◆ **Dataset excerpts**
┏━━

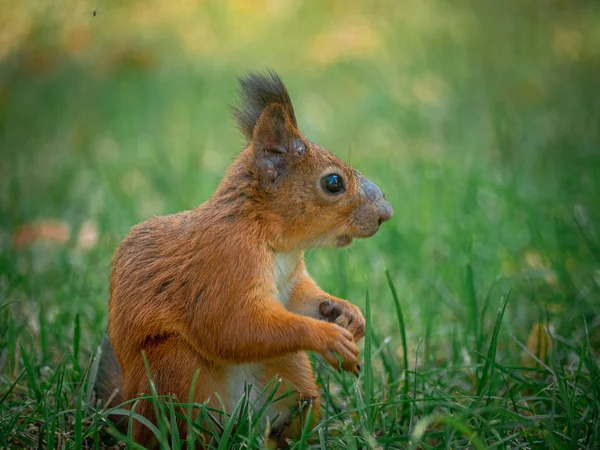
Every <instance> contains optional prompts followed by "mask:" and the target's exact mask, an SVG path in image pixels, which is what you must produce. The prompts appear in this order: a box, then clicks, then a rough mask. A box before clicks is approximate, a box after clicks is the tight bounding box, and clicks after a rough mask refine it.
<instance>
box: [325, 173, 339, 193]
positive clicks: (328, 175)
mask: <svg viewBox="0 0 600 450" xmlns="http://www.w3.org/2000/svg"><path fill="white" fill-rule="evenodd" d="M321 187H322V188H323V190H324V191H325V192H328V193H330V194H340V193H342V192H344V180H343V179H342V177H341V176H339V175H338V174H337V173H330V174H329V175H325V176H324V177H323V178H321Z"/></svg>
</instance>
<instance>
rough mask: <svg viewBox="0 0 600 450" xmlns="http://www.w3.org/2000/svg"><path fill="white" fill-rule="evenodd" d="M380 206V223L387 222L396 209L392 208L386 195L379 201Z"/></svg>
mask: <svg viewBox="0 0 600 450" xmlns="http://www.w3.org/2000/svg"><path fill="white" fill-rule="evenodd" d="M378 206H379V225H381V224H382V223H383V222H387V221H388V220H390V219H391V218H392V216H393V215H394V210H393V209H392V205H391V204H390V202H388V201H387V200H386V199H385V196H383V197H382V198H381V200H380V201H379V202H378Z"/></svg>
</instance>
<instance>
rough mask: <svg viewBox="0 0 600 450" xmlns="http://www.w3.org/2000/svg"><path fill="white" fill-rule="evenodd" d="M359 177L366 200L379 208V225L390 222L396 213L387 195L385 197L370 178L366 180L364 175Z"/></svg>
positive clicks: (360, 186)
mask: <svg viewBox="0 0 600 450" xmlns="http://www.w3.org/2000/svg"><path fill="white" fill-rule="evenodd" d="M359 176H360V188H361V190H362V192H363V196H364V198H365V200H367V201H368V202H370V203H372V204H373V205H374V206H375V207H376V208H377V213H378V214H379V219H378V222H379V225H381V224H382V223H383V222H386V221H388V220H390V219H391V218H392V216H393V215H394V211H393V209H392V205H391V204H390V202H388V201H387V200H386V198H385V195H383V192H381V189H379V188H378V187H377V185H376V184H375V183H373V182H372V181H371V180H369V179H368V178H365V177H364V176H362V175H359Z"/></svg>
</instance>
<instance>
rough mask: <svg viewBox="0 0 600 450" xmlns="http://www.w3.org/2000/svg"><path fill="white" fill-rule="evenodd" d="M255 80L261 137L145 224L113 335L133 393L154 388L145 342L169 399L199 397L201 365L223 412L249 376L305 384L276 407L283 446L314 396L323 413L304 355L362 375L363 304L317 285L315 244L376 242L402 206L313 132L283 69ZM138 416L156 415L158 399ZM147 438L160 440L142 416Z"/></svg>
mask: <svg viewBox="0 0 600 450" xmlns="http://www.w3.org/2000/svg"><path fill="white" fill-rule="evenodd" d="M244 83H246V84H244ZM242 89H245V91H244V92H243V96H244V98H245V99H246V102H247V105H246V106H245V109H243V108H242V109H239V110H238V112H237V116H238V121H239V123H240V128H241V129H242V131H243V132H244V133H245V135H246V137H247V139H248V146H247V147H246V149H245V150H243V151H242V152H241V153H240V155H239V156H238V157H237V159H236V160H235V161H234V163H233V164H232V165H231V167H230V168H229V169H228V171H227V174H226V175H225V177H224V179H223V181H222V182H221V184H220V186H219V187H218V189H217V191H216V192H215V194H214V195H213V196H212V198H211V199H209V200H208V201H207V202H205V203H204V204H202V205H200V206H198V207H197V208H195V209H193V210H191V211H185V212H181V213H177V214H172V215H170V216H166V217H157V218H153V219H149V220H146V221H145V222H142V223H141V224H139V225H136V226H135V227H133V228H132V230H131V232H130V233H129V234H128V235H127V237H126V238H125V239H124V240H123V242H122V243H121V245H120V247H119V249H118V250H117V252H116V254H115V257H114V259H113V266H112V273H111V283H110V301H109V337H110V341H111V343H112V346H113V348H114V352H115V354H116V356H117V359H118V361H119V365H120V367H121V370H122V396H123V398H124V399H126V400H127V399H131V398H135V397H137V396H139V395H140V394H142V393H150V389H149V384H148V380H147V377H146V369H145V366H144V362H143V359H142V356H141V354H142V351H144V352H145V353H146V355H147V359H148V363H149V367H150V373H151V375H152V377H153V380H154V383H155V385H156V388H157V390H158V392H159V394H173V395H174V396H175V397H177V399H178V400H179V401H184V402H185V401H187V398H188V393H189V389H190V384H191V380H192V377H193V374H194V372H195V371H196V370H197V369H200V377H199V379H198V384H197V386H196V391H195V392H194V400H195V401H197V402H203V401H206V400H209V403H210V404H211V405H212V406H214V407H215V408H220V404H217V403H216V398H217V396H216V394H217V393H218V394H219V396H220V397H221V398H222V399H223V402H224V403H225V405H226V407H227V408H229V409H231V405H235V403H236V402H237V400H239V398H236V395H237V393H239V389H240V385H241V387H243V384H244V381H248V380H249V379H251V381H252V382H254V383H256V384H258V385H259V386H255V387H254V389H257V390H260V389H261V388H262V387H263V386H265V385H266V384H267V383H268V382H269V381H270V380H271V379H272V378H273V377H274V376H278V377H280V378H281V379H282V380H283V381H282V384H281V386H280V391H281V392H284V391H285V390H290V389H291V390H292V391H293V392H294V395H292V396H290V397H289V398H286V399H284V400H282V401H281V404H279V405H277V404H274V405H272V408H271V409H272V412H273V414H275V413H278V414H281V417H285V418H286V420H283V421H282V424H281V426H279V429H277V430H276V432H277V433H276V434H277V435H278V436H279V438H280V442H279V445H283V443H284V441H282V440H281V439H285V438H286V437H292V436H293V435H294V433H295V432H297V431H298V423H299V420H300V419H299V418H298V417H296V418H294V417H292V416H291V415H290V411H294V410H298V404H299V403H300V402H301V401H303V400H310V401H312V402H313V411H314V414H313V417H312V419H311V420H316V418H317V417H318V407H319V393H318V390H317V387H316V385H315V380H314V375H313V372H312V369H311V367H310V363H309V360H308V357H307V355H306V354H305V353H304V352H305V351H315V352H319V353H321V354H322V355H323V356H324V357H325V359H326V360H327V361H328V362H329V363H331V364H332V365H334V366H336V367H337V365H338V361H337V359H336V356H335V353H337V354H339V355H340V356H341V357H342V360H343V364H342V368H343V369H345V370H348V371H351V372H354V373H357V371H358V354H359V351H358V347H357V346H356V342H357V341H358V340H360V339H361V338H362V336H363V335H364V325H365V323H364V318H363V316H362V314H361V312H360V310H359V309H358V308H357V307H355V306H354V305H351V304H350V303H348V302H347V301H345V300H342V299H338V298H336V297H333V296H331V295H329V294H327V293H325V292H324V291H322V290H321V289H320V288H319V287H318V286H317V285H316V284H315V283H314V282H313V281H312V280H311V278H310V277H309V275H308V274H307V272H306V268H305V266H304V262H303V250H305V249H308V248H312V247H315V246H344V245H348V244H349V243H350V242H351V240H352V239H353V238H355V237H358V238H360V237H369V236H371V235H372V234H374V233H375V232H376V231H377V229H378V228H379V225H380V224H381V222H383V221H385V220H388V219H389V218H390V217H391V215H392V211H391V206H390V205H389V203H388V202H387V201H386V200H385V198H384V196H383V194H382V193H381V191H379V189H378V188H377V187H376V186H375V185H374V184H373V183H371V182H370V181H368V180H367V179H366V178H364V177H363V176H362V175H361V174H359V173H358V172H357V171H356V170H355V169H354V168H352V167H351V166H348V165H347V164H345V163H343V162H342V161H340V160H339V159H337V158H336V157H335V156H333V155H332V154H331V153H329V152H328V151H326V150H325V149H323V148H322V147H319V146H318V145H316V144H313V143H310V142H308V141H307V140H306V139H305V138H304V136H303V135H302V134H301V133H300V131H299V130H298V129H297V127H296V119H295V117H294V112H293V107H292V106H291V103H290V102H289V96H287V91H285V88H284V87H283V84H281V82H280V80H279V79H278V78H277V77H276V76H275V75H273V74H271V75H270V78H269V76H267V77H262V76H258V75H251V76H250V77H248V78H246V79H244V80H242ZM330 173H336V174H338V175H339V176H340V177H341V178H342V179H343V181H344V191H343V192H342V193H341V194H339V195H338V194H335V195H333V194H331V193H330V192H327V191H325V190H324V189H325V188H323V184H322V180H323V177H326V176H327V174H330ZM227 405H229V406H227ZM138 412H141V413H142V414H143V415H144V416H146V417H147V418H149V419H150V420H155V417H154V412H153V408H152V407H151V405H150V404H149V403H147V402H146V403H144V402H140V403H139V404H138ZM229 412H231V411H229ZM286 414H287V417H286ZM270 419H271V420H272V419H273V417H270ZM179 427H180V434H181V435H183V436H184V435H185V426H184V424H182V423H180V424H179ZM134 438H135V439H136V440H137V441H138V442H140V443H142V444H149V443H151V441H152V439H151V434H150V432H149V431H148V430H147V429H146V428H145V427H144V426H142V425H141V424H139V423H137V422H136V423H135V424H134Z"/></svg>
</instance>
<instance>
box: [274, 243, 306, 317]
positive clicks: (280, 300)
mask: <svg viewBox="0 0 600 450" xmlns="http://www.w3.org/2000/svg"><path fill="white" fill-rule="evenodd" d="M301 257H302V254H301V252H289V253H276V254H275V264H274V265H273V271H274V274H273V279H274V280H275V298H277V300H279V301H280V302H281V303H282V304H283V306H287V304H288V301H289V299H290V295H291V293H292V290H293V289H294V280H293V279H292V275H293V273H294V271H295V270H296V268H297V267H298V264H300V258H301Z"/></svg>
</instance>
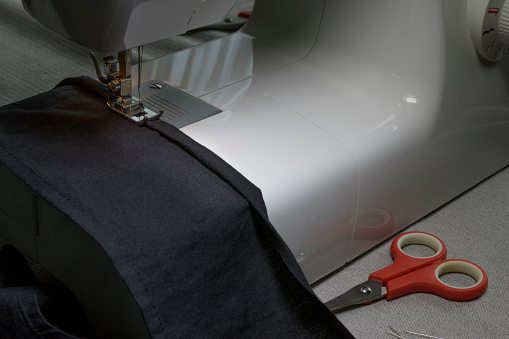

┗━━

◆ **What is expected**
Could you retype exactly the lines running from the one with "box: [274, 243, 306, 317]" to the end of the material above, pictures omitted?

◆ **Completed exercise**
box: [274, 243, 306, 317]
positive clicks: (280, 300)
mask: <svg viewBox="0 0 600 450" xmlns="http://www.w3.org/2000/svg"><path fill="white" fill-rule="evenodd" d="M301 257H302V254H301V252H289V253H276V254H275V264H274V265H273V271H274V274H273V279H274V280H275V298H277V300H279V301H280V302H281V303H282V304H283V306H287V304H288V301H289V299H290V295H291V293H292V290H293V289H294V280H293V279H292V275H293V273H294V271H295V270H296V268H297V267H298V264H300V258H301Z"/></svg>
</instance>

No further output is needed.